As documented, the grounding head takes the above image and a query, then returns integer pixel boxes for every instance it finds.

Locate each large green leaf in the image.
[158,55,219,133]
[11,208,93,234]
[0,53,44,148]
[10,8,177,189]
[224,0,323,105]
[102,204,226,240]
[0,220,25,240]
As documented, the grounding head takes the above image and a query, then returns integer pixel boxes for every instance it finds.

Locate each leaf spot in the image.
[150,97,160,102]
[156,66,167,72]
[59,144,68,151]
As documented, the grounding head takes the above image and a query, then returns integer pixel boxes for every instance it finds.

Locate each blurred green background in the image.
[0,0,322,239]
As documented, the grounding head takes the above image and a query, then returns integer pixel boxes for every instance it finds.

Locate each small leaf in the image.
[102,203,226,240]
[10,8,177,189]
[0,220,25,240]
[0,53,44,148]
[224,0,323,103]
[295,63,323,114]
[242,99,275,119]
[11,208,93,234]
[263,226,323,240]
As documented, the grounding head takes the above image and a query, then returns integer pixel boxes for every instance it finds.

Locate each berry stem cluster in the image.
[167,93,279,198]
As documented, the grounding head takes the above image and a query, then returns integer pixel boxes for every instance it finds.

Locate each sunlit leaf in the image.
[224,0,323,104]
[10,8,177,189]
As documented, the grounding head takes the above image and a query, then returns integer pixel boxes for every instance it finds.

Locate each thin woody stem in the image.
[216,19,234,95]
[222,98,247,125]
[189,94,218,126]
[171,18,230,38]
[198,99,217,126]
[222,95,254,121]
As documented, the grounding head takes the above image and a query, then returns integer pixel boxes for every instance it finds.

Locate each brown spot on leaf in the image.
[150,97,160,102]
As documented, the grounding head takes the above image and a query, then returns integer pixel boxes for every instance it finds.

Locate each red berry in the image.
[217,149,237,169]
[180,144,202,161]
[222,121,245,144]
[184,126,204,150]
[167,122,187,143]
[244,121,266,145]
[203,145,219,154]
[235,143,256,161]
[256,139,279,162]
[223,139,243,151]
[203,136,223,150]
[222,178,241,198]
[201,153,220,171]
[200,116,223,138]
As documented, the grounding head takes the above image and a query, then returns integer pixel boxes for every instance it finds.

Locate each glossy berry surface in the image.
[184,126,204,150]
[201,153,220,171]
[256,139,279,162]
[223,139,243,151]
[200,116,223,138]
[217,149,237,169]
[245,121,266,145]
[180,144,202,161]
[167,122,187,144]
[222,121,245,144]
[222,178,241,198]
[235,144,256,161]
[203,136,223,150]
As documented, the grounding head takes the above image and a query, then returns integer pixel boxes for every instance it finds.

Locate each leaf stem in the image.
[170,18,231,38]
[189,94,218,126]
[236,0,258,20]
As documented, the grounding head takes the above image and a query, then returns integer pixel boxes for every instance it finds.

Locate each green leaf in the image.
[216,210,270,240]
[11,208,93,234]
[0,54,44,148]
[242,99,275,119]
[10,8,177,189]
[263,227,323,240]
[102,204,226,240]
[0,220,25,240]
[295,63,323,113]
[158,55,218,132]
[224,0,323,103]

* YOUR OBJECTIVE:
Copy every line of the listing above exactly.

* OUTPUT OF THE TASK:
As documented, the grounding head takes the above image and a query, then returns integer pixel boxes for every instance it finds.

Locate each large green leaf in the image.
[158,55,219,133]
[11,208,93,234]
[0,53,44,148]
[10,8,177,189]
[224,0,323,105]
[102,204,226,240]
[0,220,25,240]
As documented, the grounding head takes the above image and a query, then returns integer pixel boxes for every instance it finds.

Locate each leaf spot in the image.
[150,97,160,102]
[156,66,167,72]
[59,144,68,151]
As documented, the grounding head takes the above image and a query, then returns integer pixel boxes for every instance it finds.

Locate each blurred green background in the image.
[0,0,322,239]
As documented, the grounding head takes the above image and a query, then returns integer pixel boxes for every instance it finds.

Locate each small leaf in the image.
[102,203,226,240]
[10,8,177,189]
[0,220,25,240]
[0,53,44,148]
[224,0,323,103]
[295,63,323,114]
[242,99,275,119]
[11,208,93,234]
[263,226,323,240]
As documented, the grounding head takes the above image and a query, then returns integer pixel boxes for every instance it finds.

Locate each berry stem cluster in the image.
[167,93,279,198]
As documented, the grounding head takes the above image and a query, then returns integer pixel boxes for every instance it finds.

Locate each sunlit leaf in the image.
[224,0,323,104]
[10,8,177,189]
As documented, the grounding head takes the above image and a query, then returns integer pixel boxes for every instance it finds.

Locate each thin woody stem in the image.
[216,19,234,95]
[222,98,247,125]
[189,94,218,126]
[171,18,230,38]
[198,99,217,126]
[222,95,254,121]
As documented, the grounding head takes the above image and a query, then returns integer pixel boxes for every instance it finds.

Locate each brown spot on leaf in the image.
[150,97,160,102]
As documented, the grounding head takes the above image and a query, then returns integer pixel boxes for every instance it finds.

Locate each red berry in the image.
[217,149,237,169]
[180,144,202,161]
[222,121,245,144]
[184,126,204,150]
[167,122,187,143]
[244,121,266,145]
[203,145,219,154]
[235,143,256,161]
[256,139,279,162]
[223,139,243,151]
[203,136,223,150]
[222,178,241,198]
[201,153,220,171]
[200,116,223,138]
As documented, the grounding head takes the above image and a query, then returns integer pixel boxes for every instance it finds.

Locate each glossy berry surface in the image.
[184,126,204,150]
[201,153,220,171]
[256,139,279,162]
[223,139,243,151]
[200,116,223,138]
[217,149,237,169]
[245,121,266,145]
[180,144,202,161]
[167,122,187,144]
[222,121,245,144]
[222,178,241,198]
[235,144,256,161]
[203,136,223,150]
As documented, the grounding head takes the above image and a query, then returns integer pixel boxes for every instance it finds.

Locate each leaf stem in the image.
[170,18,231,38]
[189,94,218,126]
[236,0,258,20]
As documented, the grounding head takes the above image and a query, then returns integer pixel boxes for every instance it finds.

Locate each green leaf in the image.
[216,210,270,240]
[11,208,93,234]
[0,54,44,148]
[242,99,275,119]
[10,8,177,189]
[263,227,323,240]
[102,204,226,240]
[0,220,25,240]
[295,63,323,113]
[158,55,218,132]
[224,0,323,103]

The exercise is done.